> **Work to complete**
Exactly reproduce the line containing "white border, which" and all later lines to the end of the entries, leaving the pictures out of your copy.

> **Record list**

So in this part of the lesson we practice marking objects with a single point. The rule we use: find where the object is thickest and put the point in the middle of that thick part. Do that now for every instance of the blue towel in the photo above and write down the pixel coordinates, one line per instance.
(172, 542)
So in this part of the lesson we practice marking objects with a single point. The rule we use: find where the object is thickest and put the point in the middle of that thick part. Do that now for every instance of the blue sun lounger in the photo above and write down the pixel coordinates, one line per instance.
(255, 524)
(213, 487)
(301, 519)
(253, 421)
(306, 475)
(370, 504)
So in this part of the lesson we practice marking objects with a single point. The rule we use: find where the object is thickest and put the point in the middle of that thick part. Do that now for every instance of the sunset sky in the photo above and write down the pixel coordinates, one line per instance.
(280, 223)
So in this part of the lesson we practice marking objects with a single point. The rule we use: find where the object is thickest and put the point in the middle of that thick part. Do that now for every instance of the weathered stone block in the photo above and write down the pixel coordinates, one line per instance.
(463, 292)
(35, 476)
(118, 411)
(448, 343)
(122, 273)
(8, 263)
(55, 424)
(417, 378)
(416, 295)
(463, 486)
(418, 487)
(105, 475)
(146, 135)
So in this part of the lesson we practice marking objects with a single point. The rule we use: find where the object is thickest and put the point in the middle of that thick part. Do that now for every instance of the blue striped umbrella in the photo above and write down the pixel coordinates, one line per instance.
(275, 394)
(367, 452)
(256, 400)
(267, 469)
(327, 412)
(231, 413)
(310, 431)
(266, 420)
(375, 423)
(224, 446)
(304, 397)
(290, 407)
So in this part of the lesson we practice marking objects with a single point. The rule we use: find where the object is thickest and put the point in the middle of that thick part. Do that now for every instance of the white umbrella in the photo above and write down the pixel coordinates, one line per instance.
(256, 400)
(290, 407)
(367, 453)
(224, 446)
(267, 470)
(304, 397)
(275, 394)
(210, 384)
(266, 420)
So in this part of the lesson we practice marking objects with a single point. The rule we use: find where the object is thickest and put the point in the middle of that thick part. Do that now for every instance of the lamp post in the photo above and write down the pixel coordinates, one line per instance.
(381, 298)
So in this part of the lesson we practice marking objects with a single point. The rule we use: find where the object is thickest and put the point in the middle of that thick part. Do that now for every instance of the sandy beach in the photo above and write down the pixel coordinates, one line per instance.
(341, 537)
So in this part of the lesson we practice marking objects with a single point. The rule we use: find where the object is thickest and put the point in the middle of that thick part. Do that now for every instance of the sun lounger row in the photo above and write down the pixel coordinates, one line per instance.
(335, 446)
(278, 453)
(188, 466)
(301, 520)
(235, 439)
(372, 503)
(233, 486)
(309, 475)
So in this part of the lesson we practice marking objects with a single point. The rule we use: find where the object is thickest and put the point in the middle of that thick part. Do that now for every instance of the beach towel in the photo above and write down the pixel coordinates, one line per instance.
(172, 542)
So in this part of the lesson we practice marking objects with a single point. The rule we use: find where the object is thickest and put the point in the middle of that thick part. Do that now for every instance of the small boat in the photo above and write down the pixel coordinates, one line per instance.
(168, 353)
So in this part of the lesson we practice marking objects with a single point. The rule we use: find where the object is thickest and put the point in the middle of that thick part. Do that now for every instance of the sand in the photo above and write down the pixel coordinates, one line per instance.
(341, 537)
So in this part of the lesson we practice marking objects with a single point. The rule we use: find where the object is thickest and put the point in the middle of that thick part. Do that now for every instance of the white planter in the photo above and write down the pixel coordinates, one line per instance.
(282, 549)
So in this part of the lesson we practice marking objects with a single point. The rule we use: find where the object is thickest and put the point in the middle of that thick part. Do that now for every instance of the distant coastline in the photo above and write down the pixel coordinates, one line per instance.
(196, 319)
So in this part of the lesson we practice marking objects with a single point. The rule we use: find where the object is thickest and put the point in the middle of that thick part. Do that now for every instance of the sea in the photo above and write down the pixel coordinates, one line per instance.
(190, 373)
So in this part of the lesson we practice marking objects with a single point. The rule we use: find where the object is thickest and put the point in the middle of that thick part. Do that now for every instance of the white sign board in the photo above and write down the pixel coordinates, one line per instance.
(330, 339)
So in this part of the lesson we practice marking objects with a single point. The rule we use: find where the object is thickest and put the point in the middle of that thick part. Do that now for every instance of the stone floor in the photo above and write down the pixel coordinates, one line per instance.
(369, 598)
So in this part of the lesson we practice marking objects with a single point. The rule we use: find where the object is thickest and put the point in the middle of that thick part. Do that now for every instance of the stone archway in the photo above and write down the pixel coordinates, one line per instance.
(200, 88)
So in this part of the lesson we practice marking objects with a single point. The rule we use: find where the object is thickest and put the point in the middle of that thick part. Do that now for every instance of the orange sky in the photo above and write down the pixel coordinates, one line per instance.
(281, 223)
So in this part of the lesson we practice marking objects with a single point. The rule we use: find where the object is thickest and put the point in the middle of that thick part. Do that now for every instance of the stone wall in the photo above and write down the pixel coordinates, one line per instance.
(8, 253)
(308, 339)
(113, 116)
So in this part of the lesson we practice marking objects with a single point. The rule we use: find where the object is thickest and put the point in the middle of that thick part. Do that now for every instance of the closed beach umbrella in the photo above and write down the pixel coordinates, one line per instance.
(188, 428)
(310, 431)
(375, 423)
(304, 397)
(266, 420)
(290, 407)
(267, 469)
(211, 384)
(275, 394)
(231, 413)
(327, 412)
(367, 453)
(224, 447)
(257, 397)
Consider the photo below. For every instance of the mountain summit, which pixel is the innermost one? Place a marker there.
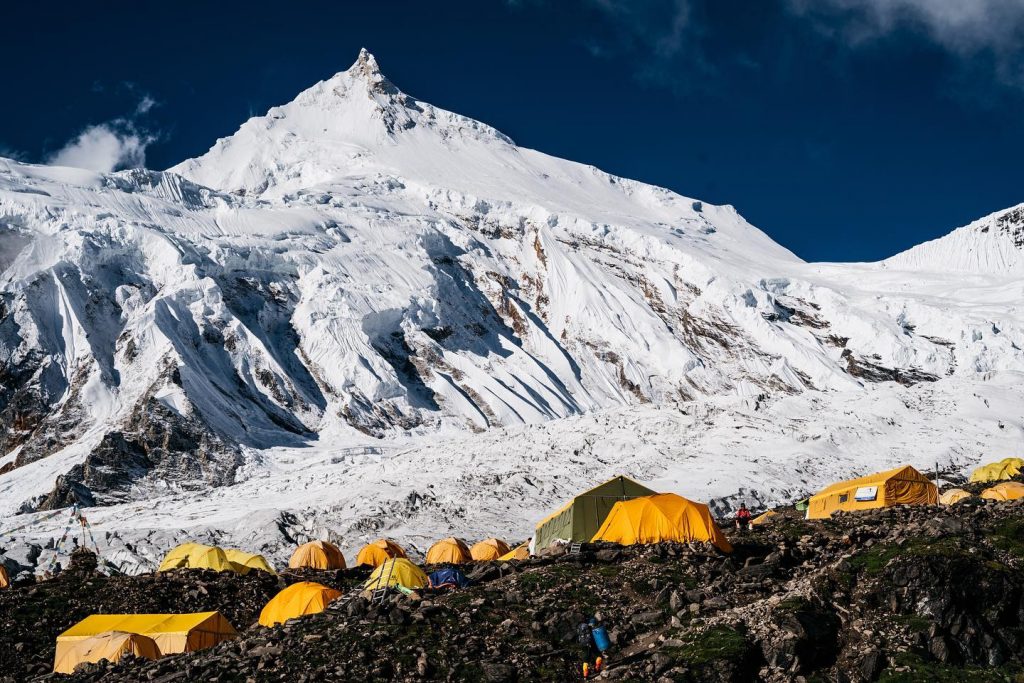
(359, 267)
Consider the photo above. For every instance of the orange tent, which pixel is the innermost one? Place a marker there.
(316, 555)
(1005, 491)
(111, 645)
(492, 549)
(380, 551)
(451, 550)
(660, 518)
(297, 600)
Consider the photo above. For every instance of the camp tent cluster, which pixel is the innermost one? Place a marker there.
(626, 512)
(198, 556)
(111, 636)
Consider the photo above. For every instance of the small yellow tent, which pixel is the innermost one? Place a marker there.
(1005, 469)
(380, 551)
(953, 496)
(245, 562)
(172, 633)
(764, 517)
(316, 555)
(297, 600)
(1005, 491)
(110, 645)
(518, 553)
(903, 485)
(660, 518)
(449, 550)
(397, 571)
(196, 556)
(491, 549)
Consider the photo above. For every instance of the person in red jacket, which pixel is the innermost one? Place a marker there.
(742, 517)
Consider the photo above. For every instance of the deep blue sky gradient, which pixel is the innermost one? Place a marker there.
(839, 152)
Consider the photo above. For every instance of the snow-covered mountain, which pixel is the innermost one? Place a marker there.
(358, 267)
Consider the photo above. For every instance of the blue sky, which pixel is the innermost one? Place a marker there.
(846, 129)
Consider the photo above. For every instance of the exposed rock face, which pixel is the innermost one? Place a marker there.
(918, 593)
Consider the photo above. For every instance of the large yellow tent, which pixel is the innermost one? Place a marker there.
(197, 556)
(581, 517)
(660, 518)
(903, 485)
(1005, 491)
(1005, 469)
(245, 562)
(449, 550)
(491, 549)
(397, 571)
(172, 633)
(110, 645)
(520, 552)
(380, 551)
(953, 496)
(316, 555)
(297, 600)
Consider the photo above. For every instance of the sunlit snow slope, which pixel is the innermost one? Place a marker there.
(360, 266)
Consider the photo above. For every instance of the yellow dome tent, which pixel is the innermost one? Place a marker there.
(450, 550)
(491, 549)
(111, 645)
(518, 553)
(197, 556)
(172, 633)
(316, 555)
(660, 518)
(380, 551)
(297, 600)
(1005, 469)
(244, 562)
(763, 517)
(397, 571)
(1005, 491)
(581, 517)
(903, 485)
(953, 496)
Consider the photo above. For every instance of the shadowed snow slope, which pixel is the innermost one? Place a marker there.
(358, 267)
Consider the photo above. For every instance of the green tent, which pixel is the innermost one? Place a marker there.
(580, 518)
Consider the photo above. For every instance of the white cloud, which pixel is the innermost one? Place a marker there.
(144, 104)
(104, 147)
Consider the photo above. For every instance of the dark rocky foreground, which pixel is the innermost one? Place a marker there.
(905, 594)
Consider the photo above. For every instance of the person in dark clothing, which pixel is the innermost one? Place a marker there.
(742, 517)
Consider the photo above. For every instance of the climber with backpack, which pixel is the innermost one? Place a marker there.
(593, 642)
(742, 517)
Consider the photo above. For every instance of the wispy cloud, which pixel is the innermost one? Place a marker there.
(108, 146)
(113, 145)
(976, 33)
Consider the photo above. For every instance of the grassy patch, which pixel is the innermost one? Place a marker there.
(1009, 537)
(719, 642)
(920, 671)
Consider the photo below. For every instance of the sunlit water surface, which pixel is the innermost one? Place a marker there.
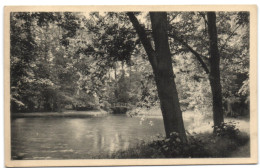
(78, 138)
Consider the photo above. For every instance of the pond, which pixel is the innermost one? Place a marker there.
(78, 138)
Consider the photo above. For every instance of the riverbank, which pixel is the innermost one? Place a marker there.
(194, 121)
(68, 114)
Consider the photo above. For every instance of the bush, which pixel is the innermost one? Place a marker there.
(227, 130)
(173, 147)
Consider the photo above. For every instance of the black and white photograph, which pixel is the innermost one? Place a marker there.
(130, 84)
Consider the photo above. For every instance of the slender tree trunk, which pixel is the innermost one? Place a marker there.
(160, 59)
(214, 75)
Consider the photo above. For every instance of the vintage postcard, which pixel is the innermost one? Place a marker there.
(130, 85)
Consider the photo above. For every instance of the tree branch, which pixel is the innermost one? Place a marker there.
(197, 55)
(223, 46)
(145, 41)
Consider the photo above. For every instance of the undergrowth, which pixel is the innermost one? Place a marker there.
(225, 141)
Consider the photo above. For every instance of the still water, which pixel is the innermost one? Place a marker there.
(78, 138)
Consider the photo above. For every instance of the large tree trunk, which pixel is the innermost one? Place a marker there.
(214, 75)
(161, 62)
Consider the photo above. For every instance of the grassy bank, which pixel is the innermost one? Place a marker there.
(199, 146)
(69, 114)
(232, 139)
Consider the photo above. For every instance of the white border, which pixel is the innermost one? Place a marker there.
(100, 2)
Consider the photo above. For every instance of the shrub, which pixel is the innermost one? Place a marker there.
(227, 130)
(173, 147)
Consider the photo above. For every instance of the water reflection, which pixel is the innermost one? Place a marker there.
(70, 138)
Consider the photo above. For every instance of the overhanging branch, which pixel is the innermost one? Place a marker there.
(197, 55)
(145, 41)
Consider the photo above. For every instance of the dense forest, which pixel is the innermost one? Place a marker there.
(178, 61)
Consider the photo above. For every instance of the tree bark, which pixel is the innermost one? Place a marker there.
(214, 75)
(160, 59)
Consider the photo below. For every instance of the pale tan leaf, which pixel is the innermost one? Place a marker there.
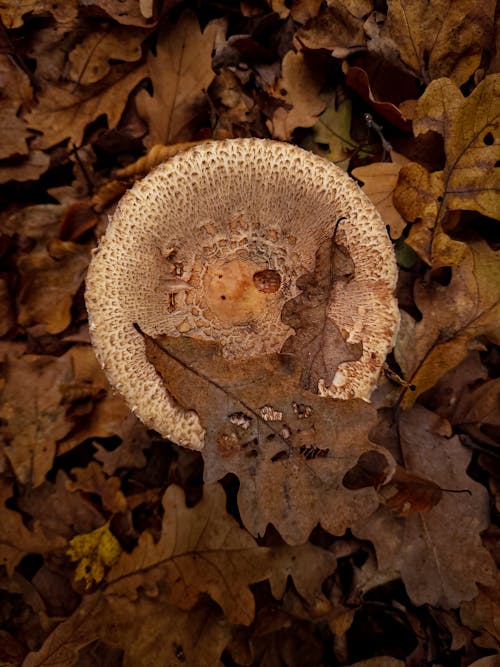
(299, 89)
(180, 72)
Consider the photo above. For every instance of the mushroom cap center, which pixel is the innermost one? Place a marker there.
(231, 292)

> **Answer to the exercise**
Consider the photo above. For every instance of the white border, which pixel is the innermost one? Place a marker there.
(100, 2)
Consider the photo above. For every instance of the shrub, which pixel is the innermost one? Place a marker there.
(227, 130)
(173, 147)
Consider the photo above. For every instance of the water reflection, which pixel is the innermost one? Place a marker there.
(70, 138)
Consider the photo above. For every instance of the overhanging branch, which pixel is the innermost one? Place a marker there.
(197, 55)
(145, 41)
Consider the photo above. For every instance of the dense forest, which pixel is the innermost one? Place a marker there.
(178, 61)
Consider the photo above. For every instance of the tree bark, which pixel is the innermost one? Place a marker there.
(214, 75)
(160, 59)
Consider the photo below. For every instance of the pale tan leaf, which pixel is the innermost one? Place a marker there.
(299, 89)
(180, 72)
Consider the photo above. For every instance of the mushroom cap center, which pixel is the innermost one? Place a marker there.
(231, 292)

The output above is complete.